Assignment 1 – Building and Testing Classifiers in WEKA
Assessment Weight: 20%
Note: This is an individual assignment. While it is expected that students will discuss their ideas with
one another, students need to be aware of their responsibilities in ensuring that they do not
deliberately or inadvertently plagiarize the work of others.
In this assignment you will run a machine learning experiment using Weka. You will generate a model
that predicts the quality of wine based on its chemical attributes. You will train the model on the
supplied training data.
Submission Instructions
Create a document (Word or equivalent) with your answers to the questions given. Be sure you have
answered all the questions.
Marks Breakdown
This assignment consists of nine (7) questions worth 80 marks, divided among two parts:
• Part 1 (Q1) 10 marks
• Part 2 (Q2-4) 30 marks
• Part 3 (Q5-7) 40 marks
Your answers will be marked according to the rubric at the end of this document.
Task #1 – Classification for Wine
The Wine Dataset
The dataset files are provided for you:
• wine_train.arff (labeled training set, 1599 instances)
This dataset is adapted from:
P. Cortez, A. Cerdeira, F. Almeida, T. Matos and J. Reis. Modelling wine preferences by data mining
from physicochemical properties. In Decision Support Systems, Elsevier, 47(4):547-553. ISSN: 0167-
9236.
This dataset contains data for variants of the Portuguese “Vinho Verde” wine. For each variant, 11
chemical features were measured. Each of these is a numeric attribute. They are:
• fixed acidity
• volatile acidity
• citric acid
• residual sugar
• chlorides numeric
• free sulfur dioxide
• total sulfur dioxide
• density
• pH
• sulphates
• alcohol
Each variant was tasted by three experts. Their ratings have been combined into a single quality
label: “good” or “bad” Therefore this is a binary classification problem with numeric attributes.
Task 1 – Part 1: Examine/Explore the Data [10 marks]
It is a good idea to inspect your data by hand before running any machine learning experiments, to
ensure that the dataset is in the correct format and that you understand what the dataset contains.
Firstly, view wine_train.arff. You should see something like this:
The files are in ARFF (Attribute-Relation File Format), a text format developed for Weka. At the top of
each file you will see a list of attributes, followed by a data section with rows of comma separated
values, one for each instance.
For this assignment you will not need to deal with the ARFF format directly, as Weka will handle
reading and writing ARFF files for you. In future experiments you may have to convert between ARFF
and another data format. (You can close the text editor.)
Another way to view .arff files is using the WEKA ArffViewer tool. Once you start WEKA, you will get a
screen like the following:
From the Tools menu choose ArffViewer. In the window that opens, choose File→Open and open one
of the data files. You should see something like the following:
Here you see the same data as in the text editor, but parsed into a spreadsheet-like format. Although
you will not need the ArffViewer for this assignment, it is a useful tool to know about when working
with Weka. (You can close the ArffViewer window.)
Important Note
You may find that the ARFF files are grayed out and that the All Files option needs to be selected
from the File Format dropdown menu for the files to be selectable. However, the ARFF Viewer may
still not read the files properly. If such is the case, it is likely that a .txt extension got appended to the
filename when the files were downloaded. However, even if the files are downloaded without .txt
getting appended or an inadvertently added .txt extension is removed, the ARFF Viewer may have
trouble reading the files properly. The following steps should resolve the issue:
1. View the ARFF in your Web browser by clicking on the link in the instructions or open the
downloaded ARFF file in a text editor.

Material shown =>
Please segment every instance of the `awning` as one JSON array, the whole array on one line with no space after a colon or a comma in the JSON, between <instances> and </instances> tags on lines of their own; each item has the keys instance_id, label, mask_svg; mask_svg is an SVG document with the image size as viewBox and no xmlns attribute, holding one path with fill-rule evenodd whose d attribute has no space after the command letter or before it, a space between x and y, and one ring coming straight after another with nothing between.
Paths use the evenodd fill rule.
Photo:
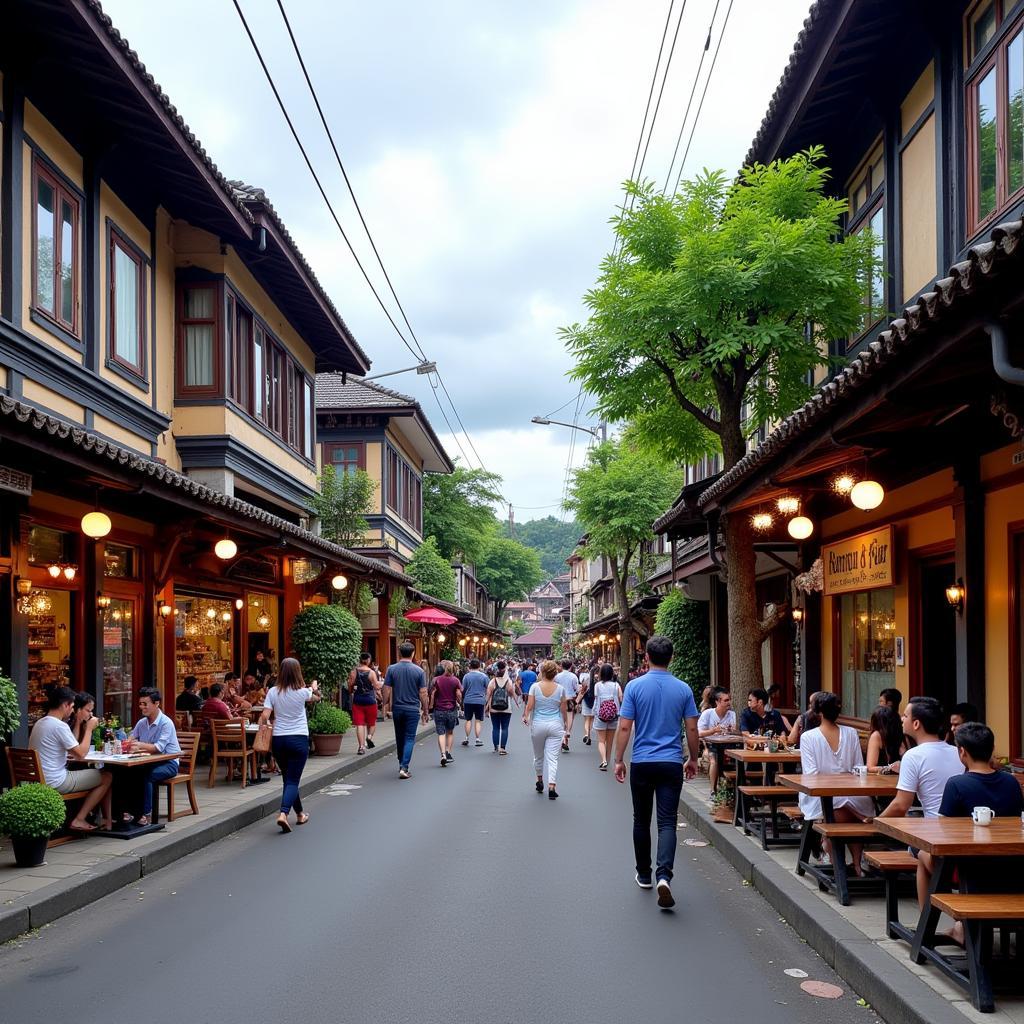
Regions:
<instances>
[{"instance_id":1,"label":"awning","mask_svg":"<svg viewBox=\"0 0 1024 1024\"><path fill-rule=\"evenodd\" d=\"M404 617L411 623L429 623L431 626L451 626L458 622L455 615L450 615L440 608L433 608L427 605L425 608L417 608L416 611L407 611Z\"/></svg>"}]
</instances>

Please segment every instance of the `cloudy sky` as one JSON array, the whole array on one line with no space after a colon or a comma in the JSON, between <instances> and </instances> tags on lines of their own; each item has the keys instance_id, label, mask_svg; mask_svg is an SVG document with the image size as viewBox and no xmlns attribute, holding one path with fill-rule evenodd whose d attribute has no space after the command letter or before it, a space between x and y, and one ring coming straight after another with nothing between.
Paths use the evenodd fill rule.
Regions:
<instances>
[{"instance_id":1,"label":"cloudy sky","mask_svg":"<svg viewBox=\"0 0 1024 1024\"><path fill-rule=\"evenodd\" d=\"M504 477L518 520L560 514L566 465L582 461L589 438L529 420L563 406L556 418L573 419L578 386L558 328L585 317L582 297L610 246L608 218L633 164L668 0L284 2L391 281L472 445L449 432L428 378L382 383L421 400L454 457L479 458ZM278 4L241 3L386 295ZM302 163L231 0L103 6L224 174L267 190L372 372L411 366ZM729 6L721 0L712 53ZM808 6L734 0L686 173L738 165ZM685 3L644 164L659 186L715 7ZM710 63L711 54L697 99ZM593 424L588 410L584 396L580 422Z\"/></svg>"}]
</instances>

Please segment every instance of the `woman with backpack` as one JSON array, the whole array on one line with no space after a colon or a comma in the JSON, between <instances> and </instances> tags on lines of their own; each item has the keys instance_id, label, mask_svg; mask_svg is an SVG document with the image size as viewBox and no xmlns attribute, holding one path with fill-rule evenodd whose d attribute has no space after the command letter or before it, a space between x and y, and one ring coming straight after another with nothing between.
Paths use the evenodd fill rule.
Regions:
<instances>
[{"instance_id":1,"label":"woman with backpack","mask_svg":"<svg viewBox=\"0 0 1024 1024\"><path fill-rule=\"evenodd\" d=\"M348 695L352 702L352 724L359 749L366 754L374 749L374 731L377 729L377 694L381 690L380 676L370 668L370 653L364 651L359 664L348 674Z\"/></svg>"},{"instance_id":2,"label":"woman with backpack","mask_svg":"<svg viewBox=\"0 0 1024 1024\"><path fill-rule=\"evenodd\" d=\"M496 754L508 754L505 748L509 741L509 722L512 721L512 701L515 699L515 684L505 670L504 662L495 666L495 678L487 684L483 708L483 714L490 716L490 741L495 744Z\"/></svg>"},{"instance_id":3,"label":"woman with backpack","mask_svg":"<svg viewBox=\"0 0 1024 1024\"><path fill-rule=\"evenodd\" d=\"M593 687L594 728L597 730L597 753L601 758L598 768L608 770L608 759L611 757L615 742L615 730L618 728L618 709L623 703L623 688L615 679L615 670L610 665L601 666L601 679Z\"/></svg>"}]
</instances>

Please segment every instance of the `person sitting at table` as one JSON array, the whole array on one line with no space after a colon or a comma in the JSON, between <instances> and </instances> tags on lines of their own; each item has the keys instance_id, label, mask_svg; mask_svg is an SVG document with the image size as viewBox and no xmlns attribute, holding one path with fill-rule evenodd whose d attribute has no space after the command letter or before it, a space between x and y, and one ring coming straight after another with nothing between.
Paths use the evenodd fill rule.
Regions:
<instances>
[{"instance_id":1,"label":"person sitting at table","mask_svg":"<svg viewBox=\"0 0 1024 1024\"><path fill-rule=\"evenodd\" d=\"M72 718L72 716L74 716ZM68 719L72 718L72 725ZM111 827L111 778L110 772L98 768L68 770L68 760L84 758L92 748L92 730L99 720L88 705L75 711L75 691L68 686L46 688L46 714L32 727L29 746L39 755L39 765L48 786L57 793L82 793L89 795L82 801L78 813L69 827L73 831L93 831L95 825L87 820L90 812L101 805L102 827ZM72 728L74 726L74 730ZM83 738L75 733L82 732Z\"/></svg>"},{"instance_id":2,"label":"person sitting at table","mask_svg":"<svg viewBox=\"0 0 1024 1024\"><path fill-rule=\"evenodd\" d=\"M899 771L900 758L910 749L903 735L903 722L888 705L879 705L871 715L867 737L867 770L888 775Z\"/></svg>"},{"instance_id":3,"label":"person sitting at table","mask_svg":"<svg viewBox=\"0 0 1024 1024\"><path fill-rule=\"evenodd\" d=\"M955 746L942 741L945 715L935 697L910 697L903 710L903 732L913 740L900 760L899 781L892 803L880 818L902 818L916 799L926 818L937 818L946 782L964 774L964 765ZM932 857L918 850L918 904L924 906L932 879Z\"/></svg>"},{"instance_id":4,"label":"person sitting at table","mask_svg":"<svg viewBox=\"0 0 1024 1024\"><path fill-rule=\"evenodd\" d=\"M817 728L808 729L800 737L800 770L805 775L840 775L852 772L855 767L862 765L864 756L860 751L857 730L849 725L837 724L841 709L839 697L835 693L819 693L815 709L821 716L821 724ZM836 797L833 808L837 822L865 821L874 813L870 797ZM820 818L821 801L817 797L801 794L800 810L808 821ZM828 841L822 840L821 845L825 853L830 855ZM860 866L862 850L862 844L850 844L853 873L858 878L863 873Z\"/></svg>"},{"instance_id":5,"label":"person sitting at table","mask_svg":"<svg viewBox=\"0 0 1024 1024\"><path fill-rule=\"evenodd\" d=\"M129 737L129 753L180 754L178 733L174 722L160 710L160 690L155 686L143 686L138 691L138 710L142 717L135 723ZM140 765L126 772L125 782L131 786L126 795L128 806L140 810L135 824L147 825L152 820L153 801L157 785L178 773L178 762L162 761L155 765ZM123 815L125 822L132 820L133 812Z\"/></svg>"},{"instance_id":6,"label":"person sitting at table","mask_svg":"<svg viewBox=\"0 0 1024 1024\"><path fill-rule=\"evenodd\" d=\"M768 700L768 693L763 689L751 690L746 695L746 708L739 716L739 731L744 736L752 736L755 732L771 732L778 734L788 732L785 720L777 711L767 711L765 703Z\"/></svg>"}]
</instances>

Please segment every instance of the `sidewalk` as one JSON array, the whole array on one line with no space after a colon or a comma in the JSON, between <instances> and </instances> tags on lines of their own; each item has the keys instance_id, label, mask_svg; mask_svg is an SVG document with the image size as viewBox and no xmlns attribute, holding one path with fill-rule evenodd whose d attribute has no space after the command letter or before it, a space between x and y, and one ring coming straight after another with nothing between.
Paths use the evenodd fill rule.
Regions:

Written task 1 =>
From the Weka wine assignment, reproduce the passage starting at "Assignment 1 –" and ending at "supplied training data.".
Written task 2 =>
In the Weka wine assignment, how many experts tasted each wine variant?

Solution 1 =>
Assignment 1 – Building and Testing Classifiers in WEKA
Assessment Weight: 20%
Note: This is an individual assignment. While it is expected that students will discuss their ideas with
one another, students need to be aware of their responsibilities in ensuring that they do not
deliberately or inadvertently plagiarize the work of others.
In this assignment you will run a machine learning experiment using Weka. You will generate a model
that predicts the quality of wine based on its chemical attributes. You will train the model on the
supplied training data.

Solution 2 =>
Three experts tasted each variant.